--- begin Records supplied ---

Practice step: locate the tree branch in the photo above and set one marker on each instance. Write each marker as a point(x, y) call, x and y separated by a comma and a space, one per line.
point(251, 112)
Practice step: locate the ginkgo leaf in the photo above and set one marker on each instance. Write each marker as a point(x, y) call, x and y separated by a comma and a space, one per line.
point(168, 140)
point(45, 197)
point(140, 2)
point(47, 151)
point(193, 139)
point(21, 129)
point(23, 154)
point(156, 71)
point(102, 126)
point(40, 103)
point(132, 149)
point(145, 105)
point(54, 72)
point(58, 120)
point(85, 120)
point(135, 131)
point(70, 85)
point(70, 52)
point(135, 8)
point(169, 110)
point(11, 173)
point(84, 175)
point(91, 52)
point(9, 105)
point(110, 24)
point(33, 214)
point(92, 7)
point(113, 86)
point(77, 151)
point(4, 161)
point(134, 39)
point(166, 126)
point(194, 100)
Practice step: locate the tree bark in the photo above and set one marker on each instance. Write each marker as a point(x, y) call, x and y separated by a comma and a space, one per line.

--- end Records supplied ---

### Goal
Please rewrite everything in the listing from the line containing "Practice step: locate the ginkgo" down to the line containing "point(113, 86)", renaming "marker" to "pin" and leaving all else unchanged.

### Result below
Practice step: locate the ginkgo leaf in the photo above and set one pin on each instance. Write each pin as a point(x, y) call, x and y separated by a comma and a space, one per line.
point(168, 140)
point(45, 197)
point(140, 2)
point(47, 151)
point(193, 139)
point(21, 129)
point(23, 154)
point(156, 71)
point(102, 126)
point(40, 103)
point(132, 149)
point(145, 105)
point(54, 72)
point(58, 120)
point(85, 120)
point(135, 131)
point(70, 85)
point(70, 52)
point(135, 8)
point(169, 110)
point(11, 173)
point(84, 175)
point(91, 52)
point(9, 105)
point(110, 24)
point(33, 214)
point(92, 7)
point(113, 86)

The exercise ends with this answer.